## ASSIGNED TASK
Within the material below, locate the line with "Put a marker on each instance of the crown" and the line with "Put a marker on each instance of the stair handrail", then return those two lines and all lines between them, exactly as written.

————————

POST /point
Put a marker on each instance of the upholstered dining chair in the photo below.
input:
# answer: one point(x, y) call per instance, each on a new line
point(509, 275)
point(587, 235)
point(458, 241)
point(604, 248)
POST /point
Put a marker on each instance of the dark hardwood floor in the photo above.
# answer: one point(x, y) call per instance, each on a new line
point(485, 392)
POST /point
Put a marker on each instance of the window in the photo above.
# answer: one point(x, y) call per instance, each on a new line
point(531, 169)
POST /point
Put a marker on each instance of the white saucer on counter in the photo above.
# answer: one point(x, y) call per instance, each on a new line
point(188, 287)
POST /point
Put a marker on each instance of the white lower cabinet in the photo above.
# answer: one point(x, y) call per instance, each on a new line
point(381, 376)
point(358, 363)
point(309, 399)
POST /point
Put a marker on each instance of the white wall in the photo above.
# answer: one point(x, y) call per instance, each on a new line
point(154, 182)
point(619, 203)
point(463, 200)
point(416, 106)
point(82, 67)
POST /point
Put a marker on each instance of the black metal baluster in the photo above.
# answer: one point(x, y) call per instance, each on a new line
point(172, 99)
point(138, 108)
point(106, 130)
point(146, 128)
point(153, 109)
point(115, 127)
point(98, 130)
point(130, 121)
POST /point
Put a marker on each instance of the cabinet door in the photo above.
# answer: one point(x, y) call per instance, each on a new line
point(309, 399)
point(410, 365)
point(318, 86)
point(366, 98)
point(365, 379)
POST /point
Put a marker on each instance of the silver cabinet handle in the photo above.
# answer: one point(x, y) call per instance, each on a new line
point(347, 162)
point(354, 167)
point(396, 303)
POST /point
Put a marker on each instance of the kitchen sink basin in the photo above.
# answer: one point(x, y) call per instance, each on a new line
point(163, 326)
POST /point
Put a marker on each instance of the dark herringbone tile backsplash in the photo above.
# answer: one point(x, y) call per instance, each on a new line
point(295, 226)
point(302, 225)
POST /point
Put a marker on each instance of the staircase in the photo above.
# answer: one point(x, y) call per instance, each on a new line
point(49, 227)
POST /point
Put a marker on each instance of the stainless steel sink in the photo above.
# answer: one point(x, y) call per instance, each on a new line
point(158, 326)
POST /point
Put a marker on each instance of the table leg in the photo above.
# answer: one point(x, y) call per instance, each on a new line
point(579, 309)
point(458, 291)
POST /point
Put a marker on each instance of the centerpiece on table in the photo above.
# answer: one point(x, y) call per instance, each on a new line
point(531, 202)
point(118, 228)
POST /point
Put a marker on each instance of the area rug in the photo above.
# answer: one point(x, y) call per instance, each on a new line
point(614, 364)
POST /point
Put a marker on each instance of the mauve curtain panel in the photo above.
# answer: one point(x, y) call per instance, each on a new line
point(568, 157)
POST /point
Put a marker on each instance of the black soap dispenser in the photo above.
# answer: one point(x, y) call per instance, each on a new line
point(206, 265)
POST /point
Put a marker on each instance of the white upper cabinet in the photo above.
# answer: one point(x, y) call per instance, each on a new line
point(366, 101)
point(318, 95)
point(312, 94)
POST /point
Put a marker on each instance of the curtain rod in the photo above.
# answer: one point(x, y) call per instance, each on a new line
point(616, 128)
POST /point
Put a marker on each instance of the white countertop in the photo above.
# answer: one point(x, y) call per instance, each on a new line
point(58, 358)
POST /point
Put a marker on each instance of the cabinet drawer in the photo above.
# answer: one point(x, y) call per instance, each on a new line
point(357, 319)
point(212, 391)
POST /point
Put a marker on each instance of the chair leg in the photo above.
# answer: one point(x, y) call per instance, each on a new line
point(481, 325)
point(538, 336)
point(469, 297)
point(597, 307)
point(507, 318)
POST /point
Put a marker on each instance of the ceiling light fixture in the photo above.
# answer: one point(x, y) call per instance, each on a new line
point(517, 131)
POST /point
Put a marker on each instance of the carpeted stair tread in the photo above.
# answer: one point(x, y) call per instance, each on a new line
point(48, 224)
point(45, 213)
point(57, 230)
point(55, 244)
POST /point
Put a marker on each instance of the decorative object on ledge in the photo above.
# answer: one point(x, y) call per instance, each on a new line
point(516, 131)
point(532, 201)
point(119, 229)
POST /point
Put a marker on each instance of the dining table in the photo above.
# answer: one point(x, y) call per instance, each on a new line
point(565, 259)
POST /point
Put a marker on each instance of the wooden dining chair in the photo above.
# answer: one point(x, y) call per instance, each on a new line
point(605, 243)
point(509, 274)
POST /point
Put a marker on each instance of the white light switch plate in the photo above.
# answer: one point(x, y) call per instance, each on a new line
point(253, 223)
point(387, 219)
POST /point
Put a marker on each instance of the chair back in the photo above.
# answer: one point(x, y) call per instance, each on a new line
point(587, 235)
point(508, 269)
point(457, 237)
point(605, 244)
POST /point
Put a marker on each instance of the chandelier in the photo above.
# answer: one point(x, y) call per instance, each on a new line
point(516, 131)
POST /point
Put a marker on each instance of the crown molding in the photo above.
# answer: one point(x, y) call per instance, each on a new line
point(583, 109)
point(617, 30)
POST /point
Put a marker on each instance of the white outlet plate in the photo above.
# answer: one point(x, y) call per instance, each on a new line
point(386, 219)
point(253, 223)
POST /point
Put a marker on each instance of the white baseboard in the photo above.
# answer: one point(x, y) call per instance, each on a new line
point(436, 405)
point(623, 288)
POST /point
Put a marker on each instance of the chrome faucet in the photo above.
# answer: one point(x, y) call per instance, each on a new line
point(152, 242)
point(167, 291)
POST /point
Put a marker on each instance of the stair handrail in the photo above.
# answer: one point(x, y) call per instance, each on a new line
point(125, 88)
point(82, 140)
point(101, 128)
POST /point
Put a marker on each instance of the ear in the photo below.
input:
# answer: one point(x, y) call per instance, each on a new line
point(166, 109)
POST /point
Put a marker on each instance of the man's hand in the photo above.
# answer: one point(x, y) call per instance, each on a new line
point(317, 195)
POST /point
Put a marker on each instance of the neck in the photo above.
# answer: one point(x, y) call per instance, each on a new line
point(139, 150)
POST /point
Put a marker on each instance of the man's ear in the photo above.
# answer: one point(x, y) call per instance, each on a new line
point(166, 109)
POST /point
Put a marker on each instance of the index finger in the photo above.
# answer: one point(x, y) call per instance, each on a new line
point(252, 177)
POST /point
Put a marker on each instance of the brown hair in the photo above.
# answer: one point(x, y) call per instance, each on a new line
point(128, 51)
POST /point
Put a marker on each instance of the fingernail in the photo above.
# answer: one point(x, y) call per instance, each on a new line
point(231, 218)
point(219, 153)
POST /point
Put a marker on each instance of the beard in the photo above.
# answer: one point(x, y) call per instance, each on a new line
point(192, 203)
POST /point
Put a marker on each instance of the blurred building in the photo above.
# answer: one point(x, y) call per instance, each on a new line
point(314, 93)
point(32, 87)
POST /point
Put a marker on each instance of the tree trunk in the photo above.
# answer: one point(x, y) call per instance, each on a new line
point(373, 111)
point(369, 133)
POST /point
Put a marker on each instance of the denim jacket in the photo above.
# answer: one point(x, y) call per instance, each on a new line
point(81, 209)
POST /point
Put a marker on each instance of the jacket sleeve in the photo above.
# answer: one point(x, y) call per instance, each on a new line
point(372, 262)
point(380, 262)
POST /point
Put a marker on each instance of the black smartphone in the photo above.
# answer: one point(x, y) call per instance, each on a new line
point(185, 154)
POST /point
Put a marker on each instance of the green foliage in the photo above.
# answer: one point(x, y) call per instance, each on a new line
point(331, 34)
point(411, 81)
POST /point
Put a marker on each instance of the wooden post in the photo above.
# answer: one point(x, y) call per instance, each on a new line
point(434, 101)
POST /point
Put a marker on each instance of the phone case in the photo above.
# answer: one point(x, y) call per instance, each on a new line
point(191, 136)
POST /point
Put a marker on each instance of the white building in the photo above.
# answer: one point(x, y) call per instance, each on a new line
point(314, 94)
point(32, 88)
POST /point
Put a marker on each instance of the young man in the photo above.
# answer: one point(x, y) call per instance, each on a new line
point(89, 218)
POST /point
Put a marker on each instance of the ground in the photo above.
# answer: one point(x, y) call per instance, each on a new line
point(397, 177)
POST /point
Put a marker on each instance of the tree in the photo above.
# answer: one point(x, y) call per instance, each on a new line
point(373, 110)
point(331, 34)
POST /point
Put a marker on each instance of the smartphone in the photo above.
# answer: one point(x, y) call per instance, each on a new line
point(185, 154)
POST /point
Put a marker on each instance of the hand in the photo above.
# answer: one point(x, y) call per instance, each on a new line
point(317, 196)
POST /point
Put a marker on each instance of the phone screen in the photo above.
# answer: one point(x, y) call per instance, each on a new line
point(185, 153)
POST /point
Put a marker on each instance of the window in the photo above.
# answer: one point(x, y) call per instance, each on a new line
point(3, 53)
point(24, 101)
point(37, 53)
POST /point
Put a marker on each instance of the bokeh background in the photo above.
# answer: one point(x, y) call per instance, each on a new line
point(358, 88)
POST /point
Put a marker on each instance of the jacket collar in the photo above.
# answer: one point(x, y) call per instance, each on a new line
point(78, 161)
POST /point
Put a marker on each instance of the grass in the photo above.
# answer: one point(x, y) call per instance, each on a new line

————————

## RESULT OF THIS TASK
Put a marker on each instance of the crown molding in the photo above.
# answer: one point(x, y) call per instance, each on a new line
point(583, 109)
point(617, 30)
POST /point
Put a marker on each instance of the white outlet plate in the photo above.
# answer: one point(x, y) call per instance, each on a new line
point(386, 219)
point(253, 223)
POST /point
Put a marker on each instance of the white baseboard in the photo above.
# answer: one point(x, y) call per instance, each on a new line
point(436, 405)
point(623, 288)
POST /point
Put a marker on each instance of the chrome faucet in the photo above.
# answer: one point(x, y) call per instance, each on a new line
point(152, 242)
point(167, 291)
POST /point
Put a marker on each instance of the stair handrail in the photo above.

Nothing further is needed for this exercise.